[[ TEXT BLOCK, beginning ]]

It’s right around the corner. That’s right — flu season. And like clockwork, the familiar muscle aches, coughs, chills, headaches, runny noses, sneezes and sore throats return, too. With the kids back in school, there’s also a much greater chance that they could catch a bug and bring it home to share with the rest of the family.
But that doesn’t mean it’s too early to start thinking about how to fight back against the formidable flu. Learn steps you can take to avoid it, the pros and cons of a flu shot and how you can weather through the season without the fevers and sneezing.
It’s back again
People get the flu because there are new strains of the virus forming every year, says Dr. Fermin Leguen, an infectious disease specialist and director of clinical services at the Southern Nevada Health District.
“It means that most people have never been exposed to these viruses and therefore have not developed their own protection or immunity against the annual season circulating flu viruses, which makes them sensitive to flu viral infections and the subsequent development of flu sickness,” Leguen says.

[[ TEXT BLOCK, end ]]
[[ EXCERPTED RECORDS, beginning ]]

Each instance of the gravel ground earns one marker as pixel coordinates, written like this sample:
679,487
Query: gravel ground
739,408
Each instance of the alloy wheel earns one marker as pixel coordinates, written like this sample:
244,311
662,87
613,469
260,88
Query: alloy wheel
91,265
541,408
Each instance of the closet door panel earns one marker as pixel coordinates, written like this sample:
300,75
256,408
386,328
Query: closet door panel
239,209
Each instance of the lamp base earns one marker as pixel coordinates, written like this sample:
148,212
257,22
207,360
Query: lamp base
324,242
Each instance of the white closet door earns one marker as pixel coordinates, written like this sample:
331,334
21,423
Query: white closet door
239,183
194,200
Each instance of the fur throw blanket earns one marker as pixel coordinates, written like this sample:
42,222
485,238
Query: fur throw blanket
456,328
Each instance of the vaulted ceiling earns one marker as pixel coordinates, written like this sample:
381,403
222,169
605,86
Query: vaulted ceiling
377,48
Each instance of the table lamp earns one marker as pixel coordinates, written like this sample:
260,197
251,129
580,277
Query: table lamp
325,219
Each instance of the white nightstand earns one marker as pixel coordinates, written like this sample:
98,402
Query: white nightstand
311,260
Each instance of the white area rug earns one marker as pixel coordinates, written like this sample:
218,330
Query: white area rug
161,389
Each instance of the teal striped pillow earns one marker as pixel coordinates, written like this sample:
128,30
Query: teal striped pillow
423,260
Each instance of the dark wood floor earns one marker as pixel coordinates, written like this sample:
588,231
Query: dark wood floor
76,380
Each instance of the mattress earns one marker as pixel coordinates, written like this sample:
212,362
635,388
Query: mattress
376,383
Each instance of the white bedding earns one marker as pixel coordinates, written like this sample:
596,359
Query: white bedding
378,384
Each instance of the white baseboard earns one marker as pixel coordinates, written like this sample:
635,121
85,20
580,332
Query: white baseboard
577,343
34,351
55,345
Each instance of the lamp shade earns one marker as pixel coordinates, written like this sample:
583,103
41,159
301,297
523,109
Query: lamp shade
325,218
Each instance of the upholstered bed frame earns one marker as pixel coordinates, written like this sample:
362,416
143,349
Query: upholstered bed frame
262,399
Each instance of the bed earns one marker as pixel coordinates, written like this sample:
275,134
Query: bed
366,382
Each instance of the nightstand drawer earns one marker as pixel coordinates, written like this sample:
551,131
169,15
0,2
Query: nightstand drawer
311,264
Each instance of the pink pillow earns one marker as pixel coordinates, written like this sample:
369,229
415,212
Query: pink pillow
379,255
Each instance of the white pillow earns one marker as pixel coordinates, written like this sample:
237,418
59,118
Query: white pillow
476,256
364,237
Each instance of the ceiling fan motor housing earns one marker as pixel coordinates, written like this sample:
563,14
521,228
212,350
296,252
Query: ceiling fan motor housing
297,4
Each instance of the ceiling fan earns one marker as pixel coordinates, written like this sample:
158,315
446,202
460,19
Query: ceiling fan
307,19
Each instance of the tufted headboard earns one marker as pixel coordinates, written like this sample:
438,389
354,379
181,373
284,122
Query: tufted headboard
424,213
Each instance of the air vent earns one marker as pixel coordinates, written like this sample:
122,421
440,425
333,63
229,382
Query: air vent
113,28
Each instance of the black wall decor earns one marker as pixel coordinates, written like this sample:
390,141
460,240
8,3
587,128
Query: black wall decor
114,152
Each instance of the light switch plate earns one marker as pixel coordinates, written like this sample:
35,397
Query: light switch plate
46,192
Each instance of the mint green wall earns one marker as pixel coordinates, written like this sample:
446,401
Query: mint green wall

[[ EXCERPTED RECORDS, end ]]

* **TASKS TO PERFORM**
A: Rewrite the flu season article starting at "But that doesn’t" and ending at "fevers and sneezing.", swapping "formidable" for "persistent".
B: Extend the flu season article past its final sentence.

* **OUTPUTS IN ORDER**
A:
But that doesn’t mean it’s too early to start thinking about how to fight back against the persistent flu. Learn steps you can take to avoid it, the pros and cons of a flu shot and how you can weather through the season without the fevers and sneezing.

B:
“The flu could also be acquired when individuals touch their mouth or nose after getting in contact with items contaminated with flu particles, e.g., desk or table surface, phones and books.”
Dr. Carl Fichtenbaum, a flu expert and professor at the University of Cincinnati College of Medicine, says to steer clear of the flu, some steps include covering your mouth and nose when you cough or sneeze. And if you use your hands to do so, wash them or sanitize them immediately to prevent accidentally placing the flu on a surface or onto another person with your hands.
“If you are sick, don’t go out into public and call off work or school so you don’t give it to others,” Fichtenbaum says.
Dr. Glenn Hardesty of Texas Health Prosper says unfortunately there aren’t any quick fixes for the flu.
“Once you have the flu, little can be done,” Hardesty says. “The flu has to run its course, typically one week. Drink plenty of fluids and take over-the-counter pain medications to keep the fever down.”
And experts agree that the best way to keep from getting the flu is to get the proper immunization every year, i.e., the flu shot. Fichtenbaum says it is a very safe vaccine that often may prevent or lessen the impact.
“In most years, the vaccine prevents 60 percent to 80 percent of infections,” he says. “When more people get the shot, it protects the greater community by creating something called ‘herd immunity.’ The cons are that shots hurt for a few minutes after given, and some years they don’t work as well as we would hope.”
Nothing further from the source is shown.